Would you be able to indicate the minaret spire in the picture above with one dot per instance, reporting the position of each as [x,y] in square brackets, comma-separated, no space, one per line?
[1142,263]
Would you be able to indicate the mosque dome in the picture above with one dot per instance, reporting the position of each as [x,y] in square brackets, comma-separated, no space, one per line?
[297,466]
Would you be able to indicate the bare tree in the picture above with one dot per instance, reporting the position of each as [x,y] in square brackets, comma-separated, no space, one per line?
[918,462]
- - - - -
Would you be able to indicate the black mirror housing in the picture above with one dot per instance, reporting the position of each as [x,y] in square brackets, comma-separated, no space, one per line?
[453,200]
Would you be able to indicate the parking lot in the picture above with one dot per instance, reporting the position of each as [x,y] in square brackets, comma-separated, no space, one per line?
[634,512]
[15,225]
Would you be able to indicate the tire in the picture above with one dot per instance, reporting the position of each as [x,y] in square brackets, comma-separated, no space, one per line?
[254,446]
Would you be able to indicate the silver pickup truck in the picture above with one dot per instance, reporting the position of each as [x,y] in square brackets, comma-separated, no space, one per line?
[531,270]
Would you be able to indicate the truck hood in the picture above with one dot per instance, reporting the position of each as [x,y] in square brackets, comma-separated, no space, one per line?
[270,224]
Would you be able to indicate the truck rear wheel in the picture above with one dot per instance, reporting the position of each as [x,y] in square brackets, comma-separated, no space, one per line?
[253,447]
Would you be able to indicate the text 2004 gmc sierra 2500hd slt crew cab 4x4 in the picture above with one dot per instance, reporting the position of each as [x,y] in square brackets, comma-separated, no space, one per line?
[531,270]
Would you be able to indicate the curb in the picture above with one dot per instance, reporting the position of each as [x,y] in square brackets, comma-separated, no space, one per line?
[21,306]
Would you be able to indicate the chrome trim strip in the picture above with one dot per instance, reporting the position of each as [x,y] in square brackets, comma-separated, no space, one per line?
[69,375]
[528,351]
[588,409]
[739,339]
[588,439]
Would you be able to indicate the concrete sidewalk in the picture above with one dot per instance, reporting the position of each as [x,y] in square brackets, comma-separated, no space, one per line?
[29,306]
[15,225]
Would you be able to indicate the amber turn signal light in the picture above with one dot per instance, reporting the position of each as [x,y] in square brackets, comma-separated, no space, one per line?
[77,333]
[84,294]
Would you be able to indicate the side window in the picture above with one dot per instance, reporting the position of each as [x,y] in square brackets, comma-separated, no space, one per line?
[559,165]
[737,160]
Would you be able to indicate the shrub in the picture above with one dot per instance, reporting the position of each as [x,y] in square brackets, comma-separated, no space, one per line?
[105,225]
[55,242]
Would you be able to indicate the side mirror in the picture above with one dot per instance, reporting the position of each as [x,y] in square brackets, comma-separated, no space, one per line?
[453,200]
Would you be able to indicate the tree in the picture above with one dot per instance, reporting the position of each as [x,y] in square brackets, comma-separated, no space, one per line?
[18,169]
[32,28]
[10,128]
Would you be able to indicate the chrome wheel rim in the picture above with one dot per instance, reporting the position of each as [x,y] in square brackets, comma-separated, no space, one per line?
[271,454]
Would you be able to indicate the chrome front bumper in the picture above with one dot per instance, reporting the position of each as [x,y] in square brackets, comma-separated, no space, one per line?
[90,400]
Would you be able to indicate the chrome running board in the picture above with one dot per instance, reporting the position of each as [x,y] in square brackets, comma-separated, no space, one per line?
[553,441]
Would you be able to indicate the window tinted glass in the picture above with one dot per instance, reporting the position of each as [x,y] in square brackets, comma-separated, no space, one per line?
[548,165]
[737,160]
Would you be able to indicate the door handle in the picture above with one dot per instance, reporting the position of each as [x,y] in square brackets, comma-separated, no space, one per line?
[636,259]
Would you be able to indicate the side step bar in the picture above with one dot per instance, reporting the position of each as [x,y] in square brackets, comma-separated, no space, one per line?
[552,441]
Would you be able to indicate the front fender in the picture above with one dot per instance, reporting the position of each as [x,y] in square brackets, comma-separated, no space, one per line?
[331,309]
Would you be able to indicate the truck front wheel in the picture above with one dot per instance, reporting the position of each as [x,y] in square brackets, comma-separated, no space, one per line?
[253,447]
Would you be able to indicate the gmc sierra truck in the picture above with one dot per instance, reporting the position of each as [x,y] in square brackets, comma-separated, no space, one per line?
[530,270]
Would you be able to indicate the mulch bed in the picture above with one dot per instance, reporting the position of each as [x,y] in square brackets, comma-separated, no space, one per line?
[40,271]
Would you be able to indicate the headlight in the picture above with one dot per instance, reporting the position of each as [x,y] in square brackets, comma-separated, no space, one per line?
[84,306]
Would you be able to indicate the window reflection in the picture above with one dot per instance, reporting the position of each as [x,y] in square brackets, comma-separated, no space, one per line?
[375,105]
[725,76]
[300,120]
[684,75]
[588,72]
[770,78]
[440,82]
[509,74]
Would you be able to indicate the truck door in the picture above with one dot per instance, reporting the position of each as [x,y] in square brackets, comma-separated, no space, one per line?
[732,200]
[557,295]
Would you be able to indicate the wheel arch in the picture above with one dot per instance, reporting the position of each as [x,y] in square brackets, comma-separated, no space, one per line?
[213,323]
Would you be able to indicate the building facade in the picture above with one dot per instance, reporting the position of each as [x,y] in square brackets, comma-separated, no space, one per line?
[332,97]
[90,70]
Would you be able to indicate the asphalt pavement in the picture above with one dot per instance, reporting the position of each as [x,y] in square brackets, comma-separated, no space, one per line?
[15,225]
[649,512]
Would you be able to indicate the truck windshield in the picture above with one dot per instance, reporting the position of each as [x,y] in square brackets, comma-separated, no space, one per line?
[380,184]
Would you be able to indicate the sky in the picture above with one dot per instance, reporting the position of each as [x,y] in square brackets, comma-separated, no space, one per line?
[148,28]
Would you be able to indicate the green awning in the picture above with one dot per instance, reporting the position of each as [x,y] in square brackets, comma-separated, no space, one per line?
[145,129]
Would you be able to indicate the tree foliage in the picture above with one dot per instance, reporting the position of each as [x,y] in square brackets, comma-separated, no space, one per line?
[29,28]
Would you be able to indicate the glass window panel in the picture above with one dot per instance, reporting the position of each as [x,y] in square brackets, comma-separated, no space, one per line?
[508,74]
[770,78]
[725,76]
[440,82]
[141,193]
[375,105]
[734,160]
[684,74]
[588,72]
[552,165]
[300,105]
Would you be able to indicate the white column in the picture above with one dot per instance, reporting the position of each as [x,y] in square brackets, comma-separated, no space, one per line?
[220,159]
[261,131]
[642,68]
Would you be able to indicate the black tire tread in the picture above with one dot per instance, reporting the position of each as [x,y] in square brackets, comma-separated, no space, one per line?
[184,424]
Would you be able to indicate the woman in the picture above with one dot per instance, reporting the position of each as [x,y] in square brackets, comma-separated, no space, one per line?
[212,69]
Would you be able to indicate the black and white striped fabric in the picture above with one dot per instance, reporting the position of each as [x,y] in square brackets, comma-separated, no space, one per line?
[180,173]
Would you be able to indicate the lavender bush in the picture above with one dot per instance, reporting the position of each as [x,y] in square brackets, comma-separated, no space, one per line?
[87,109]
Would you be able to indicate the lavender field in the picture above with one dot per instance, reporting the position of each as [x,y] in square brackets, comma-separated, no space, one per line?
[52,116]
- - - - -
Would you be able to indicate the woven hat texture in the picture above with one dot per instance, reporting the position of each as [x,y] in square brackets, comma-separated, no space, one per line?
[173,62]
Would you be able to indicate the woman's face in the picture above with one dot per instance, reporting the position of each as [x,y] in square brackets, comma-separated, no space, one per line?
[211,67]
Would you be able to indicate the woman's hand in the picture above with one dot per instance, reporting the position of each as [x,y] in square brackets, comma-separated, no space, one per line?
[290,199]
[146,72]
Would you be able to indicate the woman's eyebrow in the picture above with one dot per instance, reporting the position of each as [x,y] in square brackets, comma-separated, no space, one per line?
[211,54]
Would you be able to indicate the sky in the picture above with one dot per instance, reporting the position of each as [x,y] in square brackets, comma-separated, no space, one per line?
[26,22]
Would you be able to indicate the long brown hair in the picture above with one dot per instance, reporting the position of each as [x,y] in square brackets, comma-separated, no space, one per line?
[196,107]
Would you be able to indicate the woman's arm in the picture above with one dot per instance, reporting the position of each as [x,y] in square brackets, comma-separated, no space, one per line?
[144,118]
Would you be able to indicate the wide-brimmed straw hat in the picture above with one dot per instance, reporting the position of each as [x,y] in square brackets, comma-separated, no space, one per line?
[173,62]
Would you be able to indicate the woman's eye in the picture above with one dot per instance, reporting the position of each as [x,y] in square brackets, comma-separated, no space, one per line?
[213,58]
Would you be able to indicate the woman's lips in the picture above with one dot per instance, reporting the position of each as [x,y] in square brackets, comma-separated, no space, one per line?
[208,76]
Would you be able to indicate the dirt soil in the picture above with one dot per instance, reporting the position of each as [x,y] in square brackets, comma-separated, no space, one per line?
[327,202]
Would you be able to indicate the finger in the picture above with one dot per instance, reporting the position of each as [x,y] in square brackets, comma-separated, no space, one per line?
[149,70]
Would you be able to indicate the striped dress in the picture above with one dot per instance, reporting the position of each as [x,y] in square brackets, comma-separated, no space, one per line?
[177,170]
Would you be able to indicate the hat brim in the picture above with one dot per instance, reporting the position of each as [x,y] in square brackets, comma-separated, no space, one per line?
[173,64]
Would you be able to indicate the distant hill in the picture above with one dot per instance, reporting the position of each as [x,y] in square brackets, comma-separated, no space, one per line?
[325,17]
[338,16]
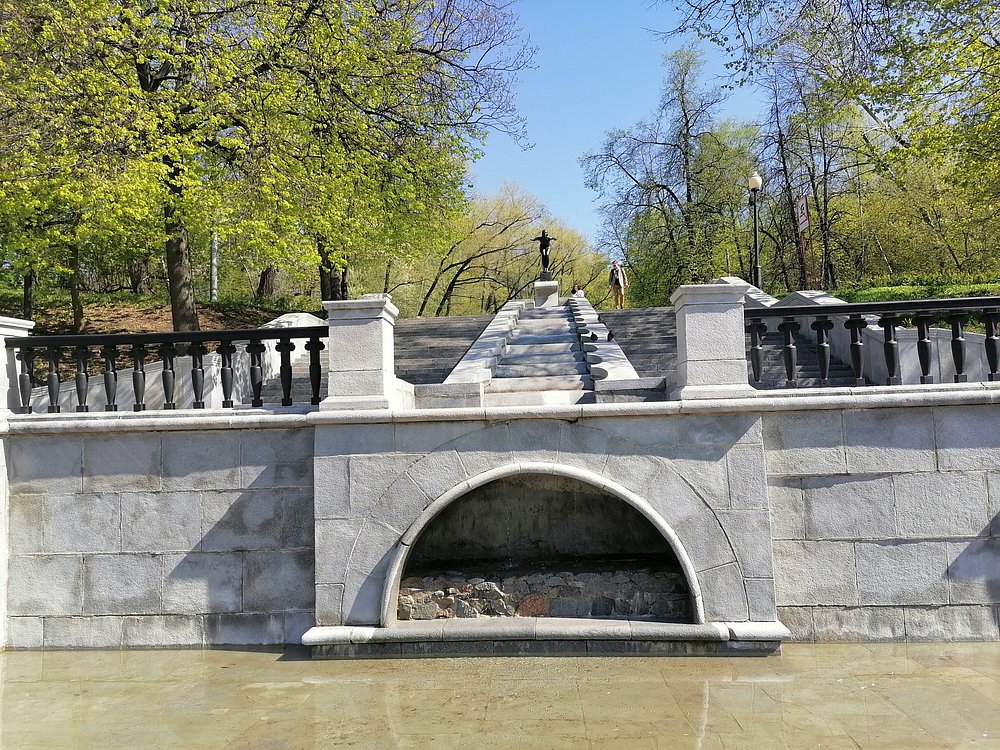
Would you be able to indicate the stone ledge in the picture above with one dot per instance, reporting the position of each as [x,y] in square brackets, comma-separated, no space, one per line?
- - - - -
### Given problem
Find each line in the material above that contains the word "lavender" and copy those lines in full. Case counts.

### Exercise result
Would you be able to indicate the lavender bush in the picture above with one dot per instance, reporting the position of each as [x,y] in square brackets, comma-separated, no space, one per line?
Would you be able to indicate the lavender field in the picture above with one dot per instance, reporting the position of each as [x,y] in square brackets, comma-separated, no space, one per line?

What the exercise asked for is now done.